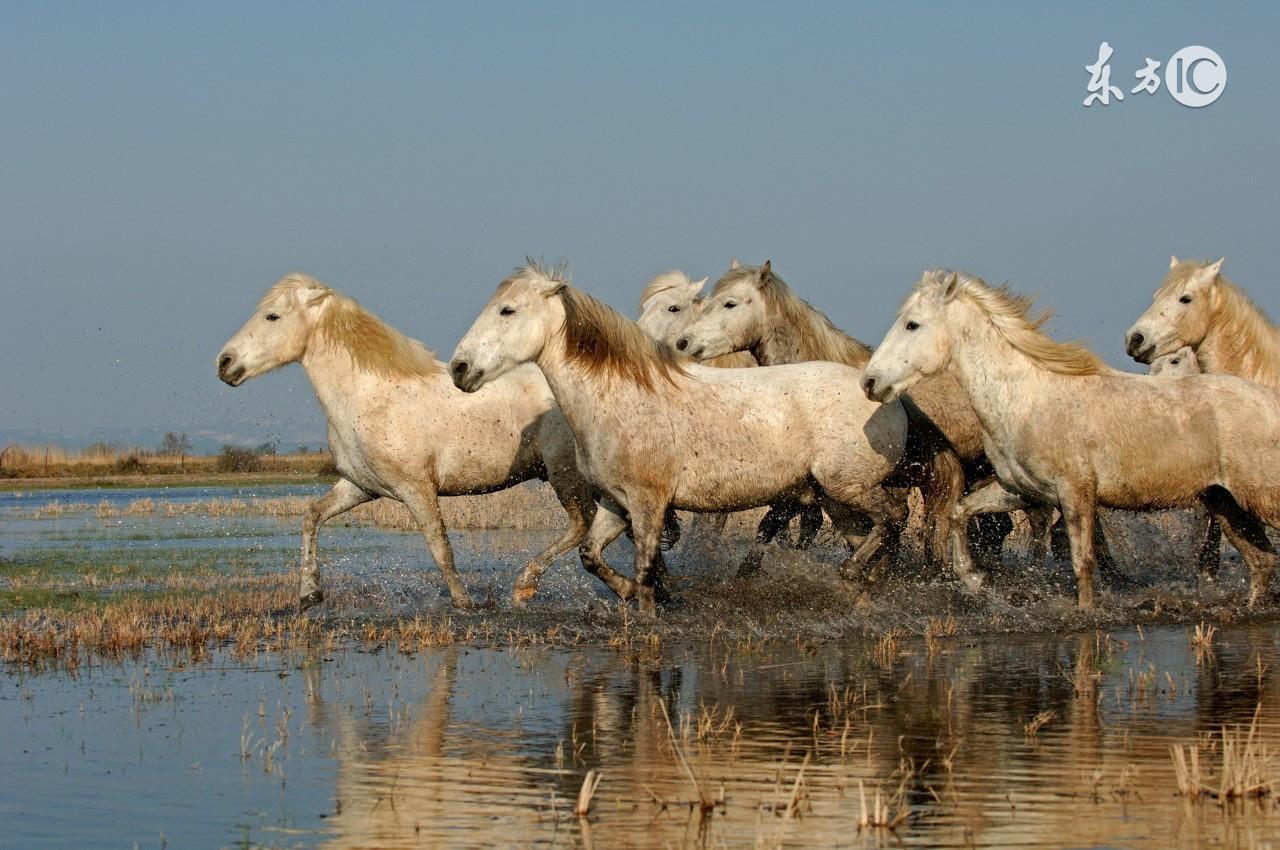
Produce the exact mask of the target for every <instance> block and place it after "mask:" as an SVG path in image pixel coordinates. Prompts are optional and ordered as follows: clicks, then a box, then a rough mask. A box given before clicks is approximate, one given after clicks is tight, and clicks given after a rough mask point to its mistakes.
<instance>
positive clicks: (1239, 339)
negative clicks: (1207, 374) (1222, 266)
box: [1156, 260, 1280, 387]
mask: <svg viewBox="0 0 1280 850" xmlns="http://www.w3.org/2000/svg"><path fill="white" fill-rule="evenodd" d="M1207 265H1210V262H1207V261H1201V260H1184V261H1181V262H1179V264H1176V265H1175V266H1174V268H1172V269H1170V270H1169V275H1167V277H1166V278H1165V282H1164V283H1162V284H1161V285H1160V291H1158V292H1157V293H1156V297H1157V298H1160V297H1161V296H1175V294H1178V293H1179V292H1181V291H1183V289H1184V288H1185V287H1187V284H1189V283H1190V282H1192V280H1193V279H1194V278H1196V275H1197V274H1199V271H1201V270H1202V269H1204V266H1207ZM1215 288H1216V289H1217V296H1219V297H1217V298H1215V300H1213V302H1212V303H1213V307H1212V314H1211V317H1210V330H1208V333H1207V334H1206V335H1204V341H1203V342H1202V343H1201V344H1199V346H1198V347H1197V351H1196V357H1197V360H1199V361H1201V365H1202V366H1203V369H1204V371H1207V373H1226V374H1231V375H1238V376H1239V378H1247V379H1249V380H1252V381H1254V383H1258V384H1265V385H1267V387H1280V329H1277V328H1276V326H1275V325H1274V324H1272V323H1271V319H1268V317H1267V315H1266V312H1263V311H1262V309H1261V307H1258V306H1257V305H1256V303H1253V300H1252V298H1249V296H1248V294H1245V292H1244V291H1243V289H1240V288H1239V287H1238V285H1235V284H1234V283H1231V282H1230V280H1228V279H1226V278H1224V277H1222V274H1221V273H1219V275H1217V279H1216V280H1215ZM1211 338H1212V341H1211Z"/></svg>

---

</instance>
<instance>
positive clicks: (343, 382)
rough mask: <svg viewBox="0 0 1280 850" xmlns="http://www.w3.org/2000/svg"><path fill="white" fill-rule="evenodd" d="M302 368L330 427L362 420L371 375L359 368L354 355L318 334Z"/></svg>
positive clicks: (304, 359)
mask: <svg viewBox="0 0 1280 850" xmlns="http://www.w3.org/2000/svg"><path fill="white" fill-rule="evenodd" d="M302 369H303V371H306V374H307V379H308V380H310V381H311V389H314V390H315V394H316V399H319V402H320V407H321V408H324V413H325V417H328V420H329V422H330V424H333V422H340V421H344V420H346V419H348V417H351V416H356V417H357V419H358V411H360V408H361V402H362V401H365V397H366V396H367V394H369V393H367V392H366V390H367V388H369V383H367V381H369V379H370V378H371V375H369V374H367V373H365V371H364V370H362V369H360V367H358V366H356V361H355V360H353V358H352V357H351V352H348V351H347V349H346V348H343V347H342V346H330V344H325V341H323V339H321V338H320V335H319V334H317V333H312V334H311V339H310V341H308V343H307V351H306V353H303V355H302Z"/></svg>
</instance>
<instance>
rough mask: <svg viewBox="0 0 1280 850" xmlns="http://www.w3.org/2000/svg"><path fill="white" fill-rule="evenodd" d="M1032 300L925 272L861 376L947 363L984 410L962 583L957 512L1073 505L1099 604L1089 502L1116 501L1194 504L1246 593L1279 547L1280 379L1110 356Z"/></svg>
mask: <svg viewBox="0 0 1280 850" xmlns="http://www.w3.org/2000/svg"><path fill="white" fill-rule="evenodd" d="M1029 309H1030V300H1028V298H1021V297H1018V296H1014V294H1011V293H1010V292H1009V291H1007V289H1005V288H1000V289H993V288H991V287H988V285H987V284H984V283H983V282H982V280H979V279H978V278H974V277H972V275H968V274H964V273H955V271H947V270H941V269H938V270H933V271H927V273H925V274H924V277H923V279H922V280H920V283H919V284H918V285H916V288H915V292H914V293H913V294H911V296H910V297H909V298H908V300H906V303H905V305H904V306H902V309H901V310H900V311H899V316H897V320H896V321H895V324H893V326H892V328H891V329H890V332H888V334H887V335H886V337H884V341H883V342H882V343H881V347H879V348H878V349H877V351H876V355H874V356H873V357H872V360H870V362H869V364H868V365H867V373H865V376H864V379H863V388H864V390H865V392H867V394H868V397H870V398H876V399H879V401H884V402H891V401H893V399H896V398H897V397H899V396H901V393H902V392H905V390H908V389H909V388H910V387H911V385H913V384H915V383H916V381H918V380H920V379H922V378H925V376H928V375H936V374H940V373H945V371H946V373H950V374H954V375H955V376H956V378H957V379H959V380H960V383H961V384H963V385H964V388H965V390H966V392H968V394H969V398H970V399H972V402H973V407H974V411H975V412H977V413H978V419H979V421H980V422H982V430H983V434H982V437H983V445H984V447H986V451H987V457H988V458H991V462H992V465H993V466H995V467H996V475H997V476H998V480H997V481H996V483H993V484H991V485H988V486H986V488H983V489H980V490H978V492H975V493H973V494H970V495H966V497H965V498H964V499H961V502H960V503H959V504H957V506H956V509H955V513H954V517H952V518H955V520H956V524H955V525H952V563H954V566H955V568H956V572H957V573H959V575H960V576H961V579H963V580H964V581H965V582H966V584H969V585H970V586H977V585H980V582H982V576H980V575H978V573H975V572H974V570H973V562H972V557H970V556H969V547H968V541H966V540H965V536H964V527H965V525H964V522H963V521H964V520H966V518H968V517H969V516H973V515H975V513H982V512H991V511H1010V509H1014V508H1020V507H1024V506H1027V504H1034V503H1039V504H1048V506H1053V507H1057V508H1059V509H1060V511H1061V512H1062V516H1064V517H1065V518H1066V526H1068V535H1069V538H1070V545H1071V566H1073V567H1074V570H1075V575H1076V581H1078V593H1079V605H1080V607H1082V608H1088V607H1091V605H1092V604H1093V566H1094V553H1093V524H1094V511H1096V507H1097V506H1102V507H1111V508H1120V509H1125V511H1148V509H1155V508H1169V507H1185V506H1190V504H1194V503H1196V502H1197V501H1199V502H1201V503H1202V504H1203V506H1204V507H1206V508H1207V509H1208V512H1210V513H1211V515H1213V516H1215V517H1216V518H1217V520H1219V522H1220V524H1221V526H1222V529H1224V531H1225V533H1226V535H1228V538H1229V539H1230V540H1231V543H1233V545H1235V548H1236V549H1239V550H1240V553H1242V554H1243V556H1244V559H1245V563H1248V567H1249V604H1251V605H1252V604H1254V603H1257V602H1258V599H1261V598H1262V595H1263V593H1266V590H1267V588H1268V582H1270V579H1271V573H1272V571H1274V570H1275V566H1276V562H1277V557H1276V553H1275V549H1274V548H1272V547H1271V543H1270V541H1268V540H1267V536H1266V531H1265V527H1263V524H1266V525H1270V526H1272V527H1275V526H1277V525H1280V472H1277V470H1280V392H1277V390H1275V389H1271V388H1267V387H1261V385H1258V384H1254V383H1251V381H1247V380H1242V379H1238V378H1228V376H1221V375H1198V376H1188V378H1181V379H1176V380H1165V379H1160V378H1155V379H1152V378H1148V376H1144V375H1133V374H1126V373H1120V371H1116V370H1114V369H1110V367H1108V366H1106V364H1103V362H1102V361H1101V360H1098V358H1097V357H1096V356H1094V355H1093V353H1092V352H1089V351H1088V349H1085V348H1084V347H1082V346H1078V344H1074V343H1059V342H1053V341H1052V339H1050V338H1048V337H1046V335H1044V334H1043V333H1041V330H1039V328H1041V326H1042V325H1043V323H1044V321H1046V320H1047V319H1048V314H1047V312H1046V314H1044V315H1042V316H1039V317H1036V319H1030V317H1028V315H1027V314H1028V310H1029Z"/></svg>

WHAT IS BEING ASKED
Please count the lines in the material above that contain the string "positive", with case counting, and reply with the number alone.

SOLUTION FOR THIS EXERCISE
3